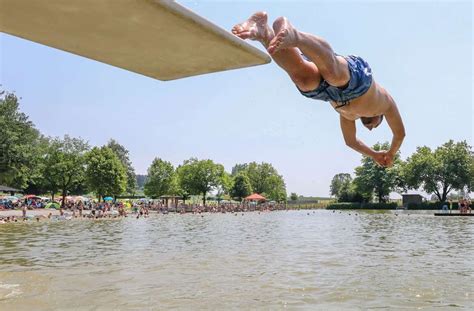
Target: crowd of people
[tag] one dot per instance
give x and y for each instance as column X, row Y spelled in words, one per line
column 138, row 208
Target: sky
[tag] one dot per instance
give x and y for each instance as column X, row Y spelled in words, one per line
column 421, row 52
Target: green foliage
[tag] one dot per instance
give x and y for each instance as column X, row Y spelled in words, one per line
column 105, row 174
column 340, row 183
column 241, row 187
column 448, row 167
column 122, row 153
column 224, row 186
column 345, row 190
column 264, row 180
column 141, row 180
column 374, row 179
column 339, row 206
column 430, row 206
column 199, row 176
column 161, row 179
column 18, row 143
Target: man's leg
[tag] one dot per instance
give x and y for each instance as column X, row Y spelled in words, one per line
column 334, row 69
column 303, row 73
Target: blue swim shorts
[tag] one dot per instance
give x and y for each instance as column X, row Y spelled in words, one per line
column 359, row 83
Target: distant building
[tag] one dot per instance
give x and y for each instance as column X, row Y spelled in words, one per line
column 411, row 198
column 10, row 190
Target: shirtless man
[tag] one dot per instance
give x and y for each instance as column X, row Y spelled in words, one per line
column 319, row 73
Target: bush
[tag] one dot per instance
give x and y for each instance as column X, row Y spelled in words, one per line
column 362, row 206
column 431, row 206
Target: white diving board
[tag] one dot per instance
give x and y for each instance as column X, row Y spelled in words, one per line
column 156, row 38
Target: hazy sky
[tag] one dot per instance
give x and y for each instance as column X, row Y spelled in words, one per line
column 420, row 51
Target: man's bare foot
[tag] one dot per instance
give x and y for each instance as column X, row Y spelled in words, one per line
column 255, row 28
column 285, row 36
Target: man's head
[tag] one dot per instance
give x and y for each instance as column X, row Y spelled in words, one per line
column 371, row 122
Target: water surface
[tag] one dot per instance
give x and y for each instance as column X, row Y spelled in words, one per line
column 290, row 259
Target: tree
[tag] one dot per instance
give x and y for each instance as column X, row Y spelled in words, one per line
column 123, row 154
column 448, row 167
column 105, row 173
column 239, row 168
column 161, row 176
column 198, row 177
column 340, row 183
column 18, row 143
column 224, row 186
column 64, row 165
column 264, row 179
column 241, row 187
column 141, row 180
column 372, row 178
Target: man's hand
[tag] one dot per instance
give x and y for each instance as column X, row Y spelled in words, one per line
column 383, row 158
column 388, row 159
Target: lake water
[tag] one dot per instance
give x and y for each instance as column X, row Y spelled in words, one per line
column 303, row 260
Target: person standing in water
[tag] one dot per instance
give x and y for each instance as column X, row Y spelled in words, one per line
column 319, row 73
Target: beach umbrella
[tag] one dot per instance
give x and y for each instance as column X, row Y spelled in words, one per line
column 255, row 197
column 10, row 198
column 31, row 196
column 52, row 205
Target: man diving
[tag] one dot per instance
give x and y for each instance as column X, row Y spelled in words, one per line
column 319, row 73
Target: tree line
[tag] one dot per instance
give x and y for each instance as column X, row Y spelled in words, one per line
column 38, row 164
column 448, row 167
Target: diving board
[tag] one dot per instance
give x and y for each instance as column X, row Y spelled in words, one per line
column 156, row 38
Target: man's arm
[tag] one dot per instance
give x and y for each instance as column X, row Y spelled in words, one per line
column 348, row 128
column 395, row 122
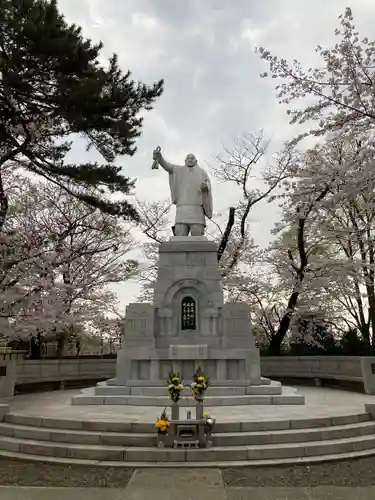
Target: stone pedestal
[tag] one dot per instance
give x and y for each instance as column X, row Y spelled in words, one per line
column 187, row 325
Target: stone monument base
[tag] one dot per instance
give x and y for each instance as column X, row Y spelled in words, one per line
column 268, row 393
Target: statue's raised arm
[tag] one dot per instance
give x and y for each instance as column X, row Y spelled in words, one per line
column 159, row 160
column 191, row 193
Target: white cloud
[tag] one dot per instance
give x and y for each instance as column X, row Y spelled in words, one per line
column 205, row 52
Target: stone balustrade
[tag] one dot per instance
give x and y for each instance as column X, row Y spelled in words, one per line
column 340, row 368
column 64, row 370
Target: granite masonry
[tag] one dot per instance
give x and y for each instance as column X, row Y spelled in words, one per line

Directions for this task =
Print all of the material exactly. Omit pictures.

Finished task =
Target: crowd of people
[tag] one dot per instance
give x and y for each instance as column X, row Y spelled in words, one per line
column 138, row 208
Target: sky
[tag] one dot per instance
give x and y for each instance as column X, row Y spelled in words, one per line
column 421, row 52
Target: green foliage
[tag] one dot per instance
give x and y for each instance as column X, row Y spelled in words, one per line
column 105, row 174
column 340, row 183
column 241, row 187
column 448, row 167
column 122, row 153
column 224, row 186
column 345, row 190
column 264, row 180
column 141, row 180
column 374, row 179
column 339, row 206
column 430, row 206
column 199, row 176
column 161, row 179
column 18, row 143
Target: man's leg
[tag] one dot per instance
give x and y for each instance as column X, row Y spelled in words, one per line
column 334, row 69
column 303, row 73
Target: blue swim shorts
[tag] one dot per instance
give x and y for each instance as column X, row Y spelled in words, one per line
column 359, row 83
Target: distant building
[tag] one dot per instance
give x and y for each instance as column X, row Y spelled in words, one per line
column 411, row 198
column 10, row 190
Target: shirtless man
[tag] one dot per instance
give x and y for each instance as column X, row Y spelled in words, one per line
column 319, row 73
Target: bush
[tag] one dot per instance
give x and y for each instance as column X, row Y spelled in words, one per line
column 362, row 206
column 431, row 206
Target: white diving board
[tag] one dot per instance
give x and y for each instance as column X, row Y spelled in words, one per line
column 156, row 38
Target: hazy sky
[tag] one dot per instance
give x and y for each instance as column X, row Y spelled in words, one per line
column 420, row 51
Target: man's bare foot
[tag] one dot per instance
give x and y for each instance as column X, row Y spelled in words, one per line
column 255, row 28
column 285, row 36
Target: man's head
[tag] one dot per instance
give x and y for each instance as column X, row Y spelled in words, one per line
column 371, row 122
Target: water surface
[tag] one dot per instance
give x and y for each instance as column X, row Y spelled in words, one per line
column 290, row 259
Target: tree
[tag] one dot per instance
give x and y for each instance as column X, row Y spelled in words, one per line
column 123, row 154
column 448, row 167
column 105, row 173
column 239, row 168
column 161, row 176
column 198, row 177
column 340, row 183
column 18, row 143
column 224, row 186
column 64, row 165
column 264, row 179
column 241, row 187
column 141, row 180
column 372, row 178
Target: man's hand
[tag] one dot per instance
give x and y for each instance as column X, row Y spelled in words, one per line
column 383, row 158
column 388, row 159
Target: lake water
[tag] one dot per instance
give x and y for each instance as column X, row Y spelled in words, one per line
column 303, row 260
Target: person standing in water
[tag] one dot per instance
give x and y for each instance as column X, row Y spelled in words, one per line
column 319, row 73
Target: beach umbrella
[tag] one dot per instance
give x and y for each instance as column X, row Y spelled in words, one per line
column 255, row 197
column 10, row 198
column 31, row 196
column 52, row 205
Target: man diving
[tag] one dot per instance
give x and y for each instance as column X, row Y spelled in words, one per line
column 319, row 73
Target: tree line
[tag] one dot per instance
give x and y for each instance as column X, row Y spelled in words, one per line
column 38, row 164
column 448, row 167
Target: diving board
[tag] one dot per instance
give x and y for each instance as column X, row Y spelled in words, one per line
column 156, row 38
Target: man's arm
[tag] one dot per instance
give x and y for each instance as column X, row Y spelled in words, one per line
column 348, row 128
column 395, row 122
Target: stone pedestal
[tag] one dot per instance
give x and y for each instance as column X, row Y spelled in words, one per line
column 187, row 325
Target: stone monument base
[tag] one dot per instance
give x and y for each instance as column X, row Y spelled in words, one per line
column 268, row 393
Target: statue's raised arm
[tag] one dot per instance
give x and y for each instance as column X, row Y spelled in words, one per line
column 159, row 160
column 191, row 193
Target: white cloud
[tag] one dot per instance
give x and y for each instance as column X, row Y spelled in words, one per line
column 205, row 52
Target: stone balustrade
[tag] one dot per instance
give x and y for each instance as column X, row Y spelled in words, one per line
column 340, row 368
column 64, row 370
Target: granite masonry
[tag] one dot per instance
give x and y for each instance as column X, row Y spelled in words, one per line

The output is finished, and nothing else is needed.